## start TEXT EXTRACT

We now turn our attention to the interpretation and calculation of the area under a curve.

We begin with an example of a velocity vs. clock time graph.

• The graph below depicts the velocity, in meters/second, of some object at clock times t = 10, 20, and 30 seconds.
• We do a trapezoidal approximation of the function, based on the velocities 10, 16 and 20 m/s at these three clock times.
• We can of course calculate the slopes .6 and .4 and label these according to our conventions; we can also interpret the slopes as the average rates and which velocity changes over the two time intervals.
• We note this fact and then move on to the calculation and interpretation of the areas of the two trapezoids.

• The area of the first trapezoid, equal to the product of its average height and its width, is 13 * 10 = 130.

• The average altitude 13 represents the average 13 m/s of the two velocities 10 m/s and 16 m/s, and the width represents the 10 seconds over which this average velocity applies.
• Moving at 13 meters/second for 10 seconds gives us a displacement of 130 m.

• The area of any trapezoid on this graph will be calculated similarly, multiplying average height by width and thereby representing a product of velocity in meters/second and time interval in seconds.

• The area of the second trapezoid is easily found to be 180, representing the 180 meters moved during the 10 second interval between clock times t = 20 and t = 30 seconds.

Video Clip #8

We note that the total distance traveled between clock times t = 10 and t = 30 sec is, according to this graph, the sum 130 m + 180 m = 310 m of the distances represented by the areas of the individual trapezoids.

• If this graph represents a trapezoidal approximation of some continuous function y = f(t), then 310 is an approximation to the total area under the curve defined by the graph of that function between the values t = 10 and t = 30.

## end TEXT EXTRACT

[INSTRUCTIONS TO FOLLOW]: Reproduce word for word the passage on area under a curve, starting with "We now turn" and going on through "13 * 10 = 130.". Rely only on the text itself.

## start INFORMATION GIVEN

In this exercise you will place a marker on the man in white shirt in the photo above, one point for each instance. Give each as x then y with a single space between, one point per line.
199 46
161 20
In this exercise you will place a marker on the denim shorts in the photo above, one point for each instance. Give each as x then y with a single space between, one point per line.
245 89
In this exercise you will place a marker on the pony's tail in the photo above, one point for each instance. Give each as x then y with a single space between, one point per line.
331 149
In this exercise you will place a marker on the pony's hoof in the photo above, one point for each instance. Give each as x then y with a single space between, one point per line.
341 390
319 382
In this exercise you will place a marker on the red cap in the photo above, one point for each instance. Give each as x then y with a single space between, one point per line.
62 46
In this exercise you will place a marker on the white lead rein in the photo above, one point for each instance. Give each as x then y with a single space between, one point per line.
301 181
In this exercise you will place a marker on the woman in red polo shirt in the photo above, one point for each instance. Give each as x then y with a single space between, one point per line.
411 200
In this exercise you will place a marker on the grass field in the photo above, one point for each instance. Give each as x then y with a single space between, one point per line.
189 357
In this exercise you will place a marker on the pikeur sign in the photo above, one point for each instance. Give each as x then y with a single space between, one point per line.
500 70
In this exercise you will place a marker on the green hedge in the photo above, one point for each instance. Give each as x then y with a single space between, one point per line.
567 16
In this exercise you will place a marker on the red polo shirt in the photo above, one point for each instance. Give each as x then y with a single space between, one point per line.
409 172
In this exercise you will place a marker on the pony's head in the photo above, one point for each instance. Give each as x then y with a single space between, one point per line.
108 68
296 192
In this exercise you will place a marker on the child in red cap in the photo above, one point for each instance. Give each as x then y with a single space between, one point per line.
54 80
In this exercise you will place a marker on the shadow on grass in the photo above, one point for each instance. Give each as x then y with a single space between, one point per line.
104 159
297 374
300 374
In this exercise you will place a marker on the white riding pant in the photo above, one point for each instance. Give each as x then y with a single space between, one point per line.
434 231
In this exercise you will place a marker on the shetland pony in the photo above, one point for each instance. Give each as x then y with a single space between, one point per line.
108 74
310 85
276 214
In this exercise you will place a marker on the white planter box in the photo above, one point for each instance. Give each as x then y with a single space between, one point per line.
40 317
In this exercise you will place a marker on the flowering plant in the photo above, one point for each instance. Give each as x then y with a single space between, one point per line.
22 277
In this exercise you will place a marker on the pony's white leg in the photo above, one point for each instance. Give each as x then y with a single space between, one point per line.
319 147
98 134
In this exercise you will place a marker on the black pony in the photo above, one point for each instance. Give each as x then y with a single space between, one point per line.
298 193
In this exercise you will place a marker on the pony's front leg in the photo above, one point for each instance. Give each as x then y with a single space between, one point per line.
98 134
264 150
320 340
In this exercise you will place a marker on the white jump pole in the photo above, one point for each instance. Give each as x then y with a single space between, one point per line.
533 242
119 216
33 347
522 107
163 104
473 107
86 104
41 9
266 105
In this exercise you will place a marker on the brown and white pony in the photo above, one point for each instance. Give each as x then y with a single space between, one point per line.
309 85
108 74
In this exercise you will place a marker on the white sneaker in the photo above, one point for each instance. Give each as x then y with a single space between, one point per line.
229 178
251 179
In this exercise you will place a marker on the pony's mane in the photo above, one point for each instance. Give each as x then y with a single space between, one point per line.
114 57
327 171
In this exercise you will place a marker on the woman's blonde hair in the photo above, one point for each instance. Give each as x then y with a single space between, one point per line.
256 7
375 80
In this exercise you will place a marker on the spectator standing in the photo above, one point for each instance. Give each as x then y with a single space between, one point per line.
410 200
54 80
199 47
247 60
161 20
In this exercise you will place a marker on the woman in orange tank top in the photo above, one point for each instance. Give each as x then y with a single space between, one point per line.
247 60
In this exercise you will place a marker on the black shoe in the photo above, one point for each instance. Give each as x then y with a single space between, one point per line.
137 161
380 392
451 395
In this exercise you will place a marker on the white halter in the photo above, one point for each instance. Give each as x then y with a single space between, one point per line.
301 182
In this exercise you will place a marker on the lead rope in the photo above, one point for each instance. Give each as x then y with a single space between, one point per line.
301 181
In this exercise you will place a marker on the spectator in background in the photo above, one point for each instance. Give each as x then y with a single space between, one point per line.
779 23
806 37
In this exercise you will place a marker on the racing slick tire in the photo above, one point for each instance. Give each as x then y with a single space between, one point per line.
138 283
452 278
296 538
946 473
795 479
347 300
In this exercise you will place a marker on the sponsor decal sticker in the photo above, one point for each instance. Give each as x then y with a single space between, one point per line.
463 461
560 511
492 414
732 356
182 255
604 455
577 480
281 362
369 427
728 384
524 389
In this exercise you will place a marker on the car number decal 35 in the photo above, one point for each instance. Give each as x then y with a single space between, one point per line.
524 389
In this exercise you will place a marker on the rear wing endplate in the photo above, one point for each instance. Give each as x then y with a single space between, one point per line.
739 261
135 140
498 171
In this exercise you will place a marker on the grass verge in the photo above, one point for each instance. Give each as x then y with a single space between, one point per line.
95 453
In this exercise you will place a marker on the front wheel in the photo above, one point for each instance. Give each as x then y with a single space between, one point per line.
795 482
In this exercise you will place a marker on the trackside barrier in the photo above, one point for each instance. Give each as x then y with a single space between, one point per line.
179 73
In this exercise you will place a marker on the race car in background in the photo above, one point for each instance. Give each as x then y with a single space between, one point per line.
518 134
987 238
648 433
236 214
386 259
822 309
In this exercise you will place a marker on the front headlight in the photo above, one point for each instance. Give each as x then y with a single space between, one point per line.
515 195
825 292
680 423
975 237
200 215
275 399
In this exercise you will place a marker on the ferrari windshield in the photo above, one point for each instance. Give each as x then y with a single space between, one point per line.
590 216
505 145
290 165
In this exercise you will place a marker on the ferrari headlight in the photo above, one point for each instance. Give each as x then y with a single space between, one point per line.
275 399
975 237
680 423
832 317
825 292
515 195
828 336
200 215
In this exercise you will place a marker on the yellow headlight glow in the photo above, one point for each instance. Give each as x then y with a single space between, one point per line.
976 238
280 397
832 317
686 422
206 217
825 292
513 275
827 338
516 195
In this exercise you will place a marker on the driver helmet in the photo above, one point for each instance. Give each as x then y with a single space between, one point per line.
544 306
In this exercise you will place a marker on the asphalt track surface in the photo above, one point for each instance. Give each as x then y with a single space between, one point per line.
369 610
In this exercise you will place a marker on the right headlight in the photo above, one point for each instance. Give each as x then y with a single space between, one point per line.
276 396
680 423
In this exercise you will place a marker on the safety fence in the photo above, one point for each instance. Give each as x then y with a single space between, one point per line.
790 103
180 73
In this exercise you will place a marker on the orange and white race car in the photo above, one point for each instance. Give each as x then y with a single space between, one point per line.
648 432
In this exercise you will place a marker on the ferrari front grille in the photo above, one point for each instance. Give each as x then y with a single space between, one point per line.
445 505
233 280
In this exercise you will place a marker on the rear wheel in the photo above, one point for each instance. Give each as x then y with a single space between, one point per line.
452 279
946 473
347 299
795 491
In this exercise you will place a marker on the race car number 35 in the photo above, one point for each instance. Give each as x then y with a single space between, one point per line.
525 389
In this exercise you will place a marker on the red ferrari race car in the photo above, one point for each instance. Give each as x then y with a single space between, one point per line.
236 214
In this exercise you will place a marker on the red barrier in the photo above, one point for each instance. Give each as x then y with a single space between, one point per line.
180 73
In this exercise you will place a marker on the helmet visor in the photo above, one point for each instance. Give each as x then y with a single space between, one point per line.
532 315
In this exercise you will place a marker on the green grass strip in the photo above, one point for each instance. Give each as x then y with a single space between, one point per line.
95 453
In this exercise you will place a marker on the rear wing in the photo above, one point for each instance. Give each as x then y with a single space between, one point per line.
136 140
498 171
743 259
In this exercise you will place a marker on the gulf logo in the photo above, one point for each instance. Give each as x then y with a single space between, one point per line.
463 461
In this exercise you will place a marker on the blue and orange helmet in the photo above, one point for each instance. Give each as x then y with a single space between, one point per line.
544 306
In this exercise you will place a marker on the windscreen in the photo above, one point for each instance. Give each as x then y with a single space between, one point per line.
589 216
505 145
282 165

## end INFORMATION GIVEN

[COMPLETED TASK]:
We now turn our attention to the interpretation and calculation of the area under a curve.

We begin with an example of a velocity vs. clock time graph.

• The graph below depicts the velocity, in meters/second, of some object at clock times t = 10, 20, and 30 seconds.
• We do a trapezoidal approximation of the function, based on the velocities 10, 16 and 20 m/s at these three clock times.
• We can of course calculate the slopes .6 and .4 and label these according to our conventions; we can also interpret the slopes as the average rates and which velocity changes over the two time intervals.
• We note this fact and then move on to the calculation and interpretation of the areas of the two trapezoids.

• The area of the first trapezoid, equal to the product of its average height and its width, is 13 * 10 = 130.